Aim of the exercise: From the line with "If you could mark the tail" down to the final line of the material below, quote every line exactly and leave out all lines before it.

Data provided:
========
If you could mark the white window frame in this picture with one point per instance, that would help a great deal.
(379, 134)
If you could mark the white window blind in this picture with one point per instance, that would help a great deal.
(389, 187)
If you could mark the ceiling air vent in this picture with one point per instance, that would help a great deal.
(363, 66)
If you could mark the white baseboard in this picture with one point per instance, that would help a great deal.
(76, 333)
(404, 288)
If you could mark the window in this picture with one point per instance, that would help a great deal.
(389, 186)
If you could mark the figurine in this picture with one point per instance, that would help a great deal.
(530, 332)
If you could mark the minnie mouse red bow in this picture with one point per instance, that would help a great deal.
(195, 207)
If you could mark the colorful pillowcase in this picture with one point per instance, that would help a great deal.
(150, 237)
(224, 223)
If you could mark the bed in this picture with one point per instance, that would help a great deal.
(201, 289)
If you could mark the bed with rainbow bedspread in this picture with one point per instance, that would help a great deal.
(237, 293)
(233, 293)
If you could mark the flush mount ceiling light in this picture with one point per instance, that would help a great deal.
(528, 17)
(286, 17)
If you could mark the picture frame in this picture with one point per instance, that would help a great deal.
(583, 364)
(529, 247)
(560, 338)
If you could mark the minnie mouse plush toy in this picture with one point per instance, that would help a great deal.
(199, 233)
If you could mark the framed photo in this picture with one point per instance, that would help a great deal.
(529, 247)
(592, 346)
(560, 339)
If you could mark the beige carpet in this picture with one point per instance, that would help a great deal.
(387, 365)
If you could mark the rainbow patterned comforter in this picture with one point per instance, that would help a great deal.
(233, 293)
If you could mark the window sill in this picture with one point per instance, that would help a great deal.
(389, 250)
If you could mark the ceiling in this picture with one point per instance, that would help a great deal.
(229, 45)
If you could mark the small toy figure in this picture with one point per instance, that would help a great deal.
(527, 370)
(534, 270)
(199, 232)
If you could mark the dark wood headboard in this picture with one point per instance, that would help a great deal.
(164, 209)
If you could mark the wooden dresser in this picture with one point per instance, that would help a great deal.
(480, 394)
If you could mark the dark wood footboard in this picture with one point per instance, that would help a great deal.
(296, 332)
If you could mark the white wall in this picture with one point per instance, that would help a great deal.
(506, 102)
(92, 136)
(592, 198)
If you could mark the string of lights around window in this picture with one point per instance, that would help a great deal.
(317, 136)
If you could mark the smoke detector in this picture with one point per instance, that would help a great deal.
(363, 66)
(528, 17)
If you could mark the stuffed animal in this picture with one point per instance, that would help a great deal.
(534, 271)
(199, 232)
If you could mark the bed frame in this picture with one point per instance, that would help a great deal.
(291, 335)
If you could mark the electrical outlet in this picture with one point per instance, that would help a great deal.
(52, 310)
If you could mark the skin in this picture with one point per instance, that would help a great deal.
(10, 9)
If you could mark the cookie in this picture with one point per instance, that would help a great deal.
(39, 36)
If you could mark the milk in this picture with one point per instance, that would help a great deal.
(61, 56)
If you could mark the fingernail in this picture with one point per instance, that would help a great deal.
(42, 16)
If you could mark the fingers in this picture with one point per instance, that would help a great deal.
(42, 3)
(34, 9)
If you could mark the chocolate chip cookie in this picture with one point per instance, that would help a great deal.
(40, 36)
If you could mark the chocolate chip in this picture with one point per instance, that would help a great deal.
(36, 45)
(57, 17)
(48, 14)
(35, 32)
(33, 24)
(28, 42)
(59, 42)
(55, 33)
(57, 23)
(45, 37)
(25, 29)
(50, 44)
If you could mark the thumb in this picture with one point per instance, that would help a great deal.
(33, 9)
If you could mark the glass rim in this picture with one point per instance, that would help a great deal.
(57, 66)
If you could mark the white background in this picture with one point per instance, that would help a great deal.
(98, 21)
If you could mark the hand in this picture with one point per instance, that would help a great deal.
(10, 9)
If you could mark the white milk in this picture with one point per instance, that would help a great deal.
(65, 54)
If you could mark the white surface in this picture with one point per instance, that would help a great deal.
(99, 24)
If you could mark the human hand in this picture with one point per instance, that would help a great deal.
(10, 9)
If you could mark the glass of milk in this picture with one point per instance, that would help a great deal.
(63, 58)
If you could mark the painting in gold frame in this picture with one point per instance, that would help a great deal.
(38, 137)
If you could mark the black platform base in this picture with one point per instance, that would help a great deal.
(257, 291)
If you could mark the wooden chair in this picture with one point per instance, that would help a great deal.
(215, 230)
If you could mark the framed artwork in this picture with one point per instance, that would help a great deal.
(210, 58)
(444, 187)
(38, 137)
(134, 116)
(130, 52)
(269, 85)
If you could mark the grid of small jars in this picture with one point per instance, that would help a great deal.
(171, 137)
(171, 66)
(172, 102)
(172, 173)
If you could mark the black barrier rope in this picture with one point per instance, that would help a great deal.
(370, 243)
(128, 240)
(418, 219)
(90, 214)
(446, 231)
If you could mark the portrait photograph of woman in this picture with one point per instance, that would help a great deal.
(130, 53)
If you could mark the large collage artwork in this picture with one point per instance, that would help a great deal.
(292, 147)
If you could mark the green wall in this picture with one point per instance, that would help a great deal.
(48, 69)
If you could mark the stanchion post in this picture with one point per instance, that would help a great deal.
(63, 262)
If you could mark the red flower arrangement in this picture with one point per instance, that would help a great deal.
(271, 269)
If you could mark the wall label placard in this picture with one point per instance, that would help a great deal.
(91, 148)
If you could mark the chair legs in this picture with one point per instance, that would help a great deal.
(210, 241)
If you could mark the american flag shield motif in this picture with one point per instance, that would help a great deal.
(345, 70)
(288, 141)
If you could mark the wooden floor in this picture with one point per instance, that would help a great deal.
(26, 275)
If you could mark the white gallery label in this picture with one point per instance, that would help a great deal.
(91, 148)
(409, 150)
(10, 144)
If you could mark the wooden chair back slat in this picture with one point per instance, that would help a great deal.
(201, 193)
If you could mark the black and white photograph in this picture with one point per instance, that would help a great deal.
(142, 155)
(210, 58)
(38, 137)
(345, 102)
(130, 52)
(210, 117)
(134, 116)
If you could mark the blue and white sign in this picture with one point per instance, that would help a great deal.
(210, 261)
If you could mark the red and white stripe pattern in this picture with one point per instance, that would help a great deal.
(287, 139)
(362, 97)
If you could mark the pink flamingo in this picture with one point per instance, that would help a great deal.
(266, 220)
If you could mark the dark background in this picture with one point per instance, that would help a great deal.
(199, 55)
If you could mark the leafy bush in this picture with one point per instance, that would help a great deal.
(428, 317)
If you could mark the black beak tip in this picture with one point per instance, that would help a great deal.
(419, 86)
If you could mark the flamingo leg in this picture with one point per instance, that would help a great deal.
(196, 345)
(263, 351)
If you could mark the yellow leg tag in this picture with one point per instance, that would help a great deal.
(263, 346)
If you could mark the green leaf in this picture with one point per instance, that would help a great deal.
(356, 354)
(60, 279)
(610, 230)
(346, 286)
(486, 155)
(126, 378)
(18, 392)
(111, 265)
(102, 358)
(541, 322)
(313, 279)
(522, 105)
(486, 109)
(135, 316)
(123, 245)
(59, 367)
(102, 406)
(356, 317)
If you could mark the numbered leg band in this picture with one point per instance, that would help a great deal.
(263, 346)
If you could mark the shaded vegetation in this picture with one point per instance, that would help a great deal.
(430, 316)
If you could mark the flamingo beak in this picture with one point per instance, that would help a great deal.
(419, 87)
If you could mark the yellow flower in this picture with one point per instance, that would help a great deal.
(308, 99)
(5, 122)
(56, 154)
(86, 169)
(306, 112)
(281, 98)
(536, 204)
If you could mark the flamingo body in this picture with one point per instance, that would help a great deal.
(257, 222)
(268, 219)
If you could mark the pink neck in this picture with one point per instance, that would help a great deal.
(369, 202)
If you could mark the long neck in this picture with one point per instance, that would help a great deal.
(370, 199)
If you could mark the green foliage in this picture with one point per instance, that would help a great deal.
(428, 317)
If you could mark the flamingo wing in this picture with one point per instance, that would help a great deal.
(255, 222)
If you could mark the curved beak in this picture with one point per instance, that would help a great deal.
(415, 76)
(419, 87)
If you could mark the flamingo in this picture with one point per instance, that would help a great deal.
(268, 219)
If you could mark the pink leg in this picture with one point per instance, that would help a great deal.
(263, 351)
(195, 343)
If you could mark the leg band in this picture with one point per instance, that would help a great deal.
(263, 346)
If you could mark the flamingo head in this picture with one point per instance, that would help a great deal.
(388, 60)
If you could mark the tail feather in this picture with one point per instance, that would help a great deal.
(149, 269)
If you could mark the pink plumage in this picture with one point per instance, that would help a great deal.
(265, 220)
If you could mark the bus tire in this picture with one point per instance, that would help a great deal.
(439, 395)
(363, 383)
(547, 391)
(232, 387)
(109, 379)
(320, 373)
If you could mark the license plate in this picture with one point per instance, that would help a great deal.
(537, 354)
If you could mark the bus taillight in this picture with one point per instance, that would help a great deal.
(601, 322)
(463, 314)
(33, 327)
========
Output for this task:
If you could mark the tail feather in this picture with one point per instance, that would help a great deal.
(149, 269)
If you could mark the pink plumage in this picture with one point per instance, that would help a great deal.
(265, 220)
If you could mark the bus tire in this picture with one point per instance, that would help a great deal.
(439, 395)
(363, 383)
(547, 391)
(232, 387)
(109, 379)
(320, 373)
If you could mark the license plate in this picture with one point per instance, that would help a great deal.
(537, 354)
If you could mark the bus taillight in this picture with one point per instance, that would help a great deal.
(601, 322)
(463, 314)
(33, 327)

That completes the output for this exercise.